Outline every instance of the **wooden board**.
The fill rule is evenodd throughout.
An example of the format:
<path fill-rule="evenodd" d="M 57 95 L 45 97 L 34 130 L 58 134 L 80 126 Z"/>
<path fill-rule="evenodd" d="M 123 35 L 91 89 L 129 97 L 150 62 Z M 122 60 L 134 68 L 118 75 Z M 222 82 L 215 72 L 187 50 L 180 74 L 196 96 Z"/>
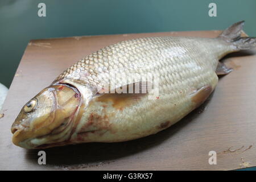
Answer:
<path fill-rule="evenodd" d="M 256 50 L 232 53 L 234 69 L 220 79 L 203 106 L 155 135 L 117 143 L 87 143 L 39 150 L 11 141 L 11 125 L 22 106 L 65 68 L 84 56 L 119 41 L 152 36 L 213 38 L 220 31 L 125 34 L 35 40 L 25 51 L 0 119 L 0 169 L 229 170 L 256 166 Z M 208 154 L 217 152 L 217 165 Z"/>

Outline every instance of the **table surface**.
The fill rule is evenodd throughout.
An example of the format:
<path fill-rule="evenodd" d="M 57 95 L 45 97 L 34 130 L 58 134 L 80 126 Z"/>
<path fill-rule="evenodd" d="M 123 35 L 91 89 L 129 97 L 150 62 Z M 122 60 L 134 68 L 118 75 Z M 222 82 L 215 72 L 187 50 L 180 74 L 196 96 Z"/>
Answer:
<path fill-rule="evenodd" d="M 146 36 L 213 38 L 221 31 L 171 32 L 31 40 L 0 114 L 0 169 L 230 170 L 256 166 L 256 50 L 232 53 L 224 61 L 234 71 L 222 77 L 199 108 L 170 128 L 143 138 L 37 150 L 11 143 L 11 125 L 23 105 L 65 68 L 86 55 L 119 41 Z M 217 164 L 208 163 L 217 153 Z"/>

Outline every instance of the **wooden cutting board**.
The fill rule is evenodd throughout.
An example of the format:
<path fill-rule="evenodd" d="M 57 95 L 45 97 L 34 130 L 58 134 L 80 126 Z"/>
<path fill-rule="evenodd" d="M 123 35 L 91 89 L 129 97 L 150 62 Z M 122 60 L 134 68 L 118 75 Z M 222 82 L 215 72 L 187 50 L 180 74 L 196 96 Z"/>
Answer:
<path fill-rule="evenodd" d="M 220 79 L 210 98 L 177 124 L 139 139 L 87 143 L 39 150 L 11 141 L 11 125 L 23 105 L 65 69 L 105 46 L 155 36 L 213 38 L 221 31 L 124 34 L 31 40 L 24 53 L 0 119 L 0 169 L 230 170 L 256 166 L 256 50 L 229 55 L 234 71 Z M 210 165 L 209 152 L 217 154 Z"/>

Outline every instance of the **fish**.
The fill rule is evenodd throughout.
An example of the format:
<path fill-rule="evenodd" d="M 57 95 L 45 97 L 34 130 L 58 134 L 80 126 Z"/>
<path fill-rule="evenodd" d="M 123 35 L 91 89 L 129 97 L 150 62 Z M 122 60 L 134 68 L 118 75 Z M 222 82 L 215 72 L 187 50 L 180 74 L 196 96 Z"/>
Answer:
<path fill-rule="evenodd" d="M 218 37 L 147 37 L 87 55 L 27 102 L 11 126 L 14 144 L 28 149 L 121 142 L 155 134 L 200 106 L 226 55 L 253 48 L 244 21 Z"/>

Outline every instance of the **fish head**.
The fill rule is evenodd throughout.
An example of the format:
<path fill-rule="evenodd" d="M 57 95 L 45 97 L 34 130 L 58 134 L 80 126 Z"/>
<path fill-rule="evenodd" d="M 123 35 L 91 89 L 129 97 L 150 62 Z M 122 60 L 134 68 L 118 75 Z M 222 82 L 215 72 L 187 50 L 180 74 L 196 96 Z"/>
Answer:
<path fill-rule="evenodd" d="M 47 148 L 68 139 L 80 94 L 67 84 L 52 85 L 22 107 L 11 126 L 13 142 L 26 148 Z"/>

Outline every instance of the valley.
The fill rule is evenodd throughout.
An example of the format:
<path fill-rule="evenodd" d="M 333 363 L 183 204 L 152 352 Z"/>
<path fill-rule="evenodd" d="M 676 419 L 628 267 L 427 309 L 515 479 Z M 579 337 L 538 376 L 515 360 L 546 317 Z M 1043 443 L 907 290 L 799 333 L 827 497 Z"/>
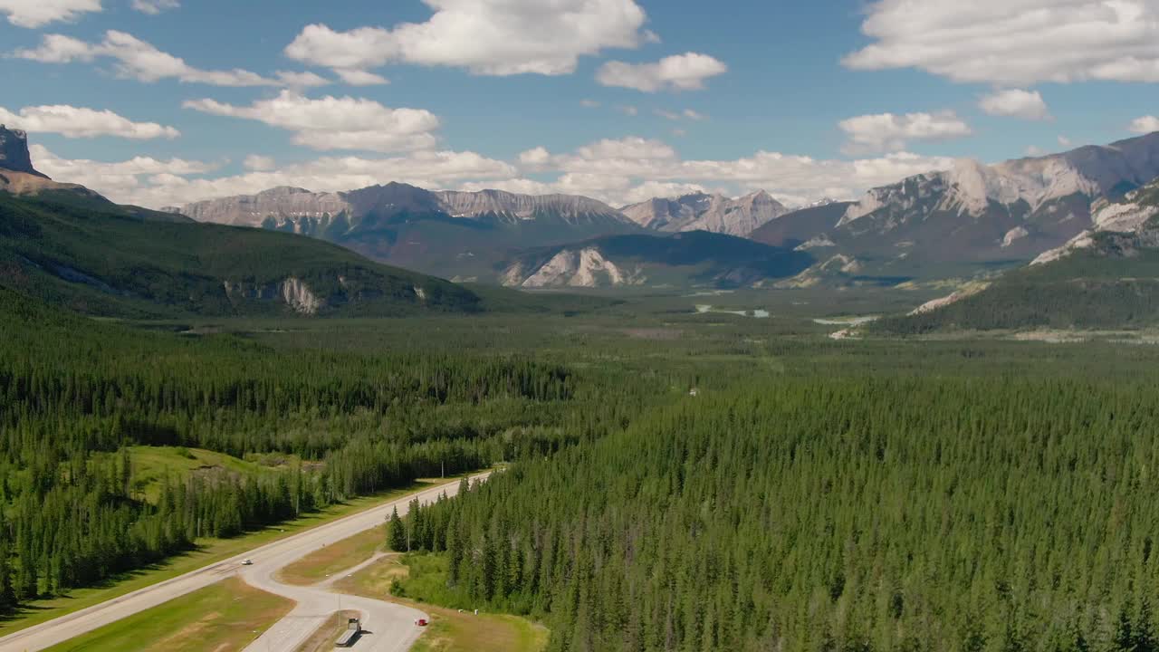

* EXERCISE DESCRIPTION *
From the lines above, pull out each one that contains the word "every" and copy it unchanged.

* SOLUTION TO THIS PROBLEM *
Outline every instance of the **wooden board**.
Outline every instance of the **table surface**.
Outline every instance of the **wooden cutting board**.
Outline every instance of the **fish**.
Outline every instance of the **fish head**.
Outline every instance of the valley.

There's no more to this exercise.